When tying leader to braided line, I use a double Uni Knot, four turns on the braided, whatever number is required based on the diameter of the mono (usually less than the braided), and then some instant glue. Be careful as you pull the knot tight and make sure the coils are one against the other. Never had a problem of cutting the Seagaur Flurocarbon using this knot system.


----------



## Corey

I also use the double Uni knot to join my braid to Fluorocarbon, and, as Lewis said, I use a long leader. Fluorocarbon has much less stretch than monofilament so when working vertically I don't lose much sensitivity or hook setting power. When I'm casting, I get the full benefits of the braid. With a long leader, the knot joining the braid to the leader is wound up securely on the reel spool when I have a fish next to the boat or up close to the ice, mostly for my peace of mind, even though I may trust the knot. The diameter and length of the Fluoro leader, 10-12 for me, also slows the fall of the spoon or bladebait, which can make a major difference. I personally never use split rings, in fact I remove them from any bladebaits that come with them, like Krazy Blades. Line fouling occurs much more often when using split rings, at least for me. I also don't use swivels, except when the type of bite demands very aggressive upstrokes with smaller size bladebaits, like 1/8 or 3/16 ounce. Occasionally I'll need a swivel on bigger sizes if I am fishing fast river current. As mentioned above, always use a snap to attach the lure to the line, and make sure it's a round-nosed snap. This style snap allows a free swing of the lure as it vibrates.

[Some listings]
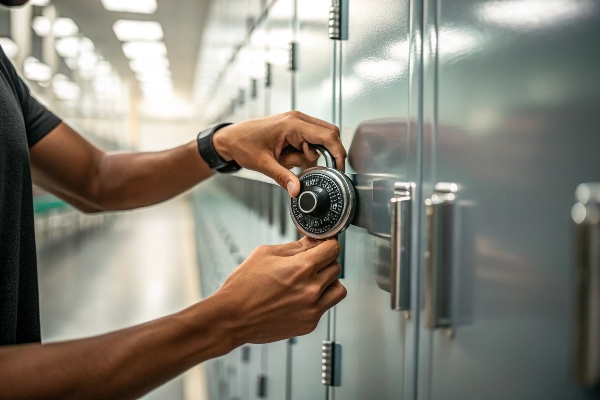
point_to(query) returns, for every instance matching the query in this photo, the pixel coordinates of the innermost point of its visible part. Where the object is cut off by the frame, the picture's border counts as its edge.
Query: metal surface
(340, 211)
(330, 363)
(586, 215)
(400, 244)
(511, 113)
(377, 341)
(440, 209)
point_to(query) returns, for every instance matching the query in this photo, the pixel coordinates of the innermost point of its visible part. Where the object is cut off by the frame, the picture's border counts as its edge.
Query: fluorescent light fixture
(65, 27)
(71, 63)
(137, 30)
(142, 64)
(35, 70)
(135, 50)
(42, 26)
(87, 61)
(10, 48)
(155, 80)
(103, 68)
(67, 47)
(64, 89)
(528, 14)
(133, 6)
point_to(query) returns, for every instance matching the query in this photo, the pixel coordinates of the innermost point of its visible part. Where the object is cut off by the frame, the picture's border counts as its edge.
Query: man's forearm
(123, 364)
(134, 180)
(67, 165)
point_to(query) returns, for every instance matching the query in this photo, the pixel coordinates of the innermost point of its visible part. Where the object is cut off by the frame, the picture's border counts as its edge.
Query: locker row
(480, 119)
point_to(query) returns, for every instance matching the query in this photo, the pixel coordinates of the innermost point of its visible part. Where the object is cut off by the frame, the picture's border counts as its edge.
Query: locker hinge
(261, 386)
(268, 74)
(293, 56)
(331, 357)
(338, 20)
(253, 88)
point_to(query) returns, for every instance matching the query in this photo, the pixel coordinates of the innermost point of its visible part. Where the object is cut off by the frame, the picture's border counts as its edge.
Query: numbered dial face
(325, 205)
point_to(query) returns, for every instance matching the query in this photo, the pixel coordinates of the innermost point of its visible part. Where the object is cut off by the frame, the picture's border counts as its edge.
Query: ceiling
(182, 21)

### DIRECTIONS
a. In the fishing line thread, what style of snap does Corey say to use to attach the lure to the line?
b. Quote the part of the fishing line thread that opens with the words containing "When tying leader" and closes with "this knot system.".
The listing has nothing to do with any of this.

### EXPECTED OUTPUTS
a. A round-nosed snap.

b.
When tying leader to braided line, I use a double Uni Knot, four turns on the braided, whatever number is required based on the diameter of the mono (usually less than the braided), and then some instant glue. Be careful as you pull the knot tight and make sure the coils are one against the other. Never had a problem of cutting the Seagaur Flurocarbon using this knot system.